__EXERCISE DESCRIPTION__. What lines of the material hold the string "wall"? Pull each of them out.

=== DATA SECTION ===

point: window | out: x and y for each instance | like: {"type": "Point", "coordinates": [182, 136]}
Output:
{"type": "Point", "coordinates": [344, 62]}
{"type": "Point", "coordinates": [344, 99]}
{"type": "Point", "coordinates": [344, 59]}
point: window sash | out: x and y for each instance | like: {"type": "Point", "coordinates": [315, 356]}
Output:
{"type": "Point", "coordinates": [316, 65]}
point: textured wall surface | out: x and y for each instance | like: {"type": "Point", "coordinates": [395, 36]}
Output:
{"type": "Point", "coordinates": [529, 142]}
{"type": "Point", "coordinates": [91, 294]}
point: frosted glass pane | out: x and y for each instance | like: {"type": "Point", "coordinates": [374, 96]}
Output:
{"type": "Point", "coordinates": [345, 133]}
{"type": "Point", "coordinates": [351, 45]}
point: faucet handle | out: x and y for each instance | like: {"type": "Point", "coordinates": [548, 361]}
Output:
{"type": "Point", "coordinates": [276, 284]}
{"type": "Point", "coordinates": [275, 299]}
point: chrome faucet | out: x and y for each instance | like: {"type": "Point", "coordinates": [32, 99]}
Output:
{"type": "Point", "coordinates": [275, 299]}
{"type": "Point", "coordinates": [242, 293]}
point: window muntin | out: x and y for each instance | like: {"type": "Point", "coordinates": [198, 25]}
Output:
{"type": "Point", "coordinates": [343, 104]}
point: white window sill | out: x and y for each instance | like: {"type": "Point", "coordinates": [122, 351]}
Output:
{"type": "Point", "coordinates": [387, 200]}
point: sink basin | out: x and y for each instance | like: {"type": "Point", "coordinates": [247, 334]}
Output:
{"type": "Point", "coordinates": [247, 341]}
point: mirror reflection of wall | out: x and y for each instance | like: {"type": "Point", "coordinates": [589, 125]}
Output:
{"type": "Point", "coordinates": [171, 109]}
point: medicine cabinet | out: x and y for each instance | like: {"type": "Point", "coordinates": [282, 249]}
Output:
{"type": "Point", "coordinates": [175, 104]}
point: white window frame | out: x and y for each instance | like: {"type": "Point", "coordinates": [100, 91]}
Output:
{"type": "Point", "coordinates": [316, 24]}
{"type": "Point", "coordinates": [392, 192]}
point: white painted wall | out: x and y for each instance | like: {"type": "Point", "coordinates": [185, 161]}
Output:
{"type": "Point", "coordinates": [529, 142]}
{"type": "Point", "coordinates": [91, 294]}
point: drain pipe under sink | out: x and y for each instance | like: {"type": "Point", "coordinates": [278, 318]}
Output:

===

__ANSWER TO THE PROBLEM__.
point: textured wall surface | out: x and y for each instance | like: {"type": "Point", "coordinates": [395, 36]}
point: mirror reflection of wall | out: x and y for each instance | like: {"type": "Point", "coordinates": [589, 125]}
point: white painted wall | out: x and y for each instance | like: {"type": "Point", "coordinates": [185, 161]}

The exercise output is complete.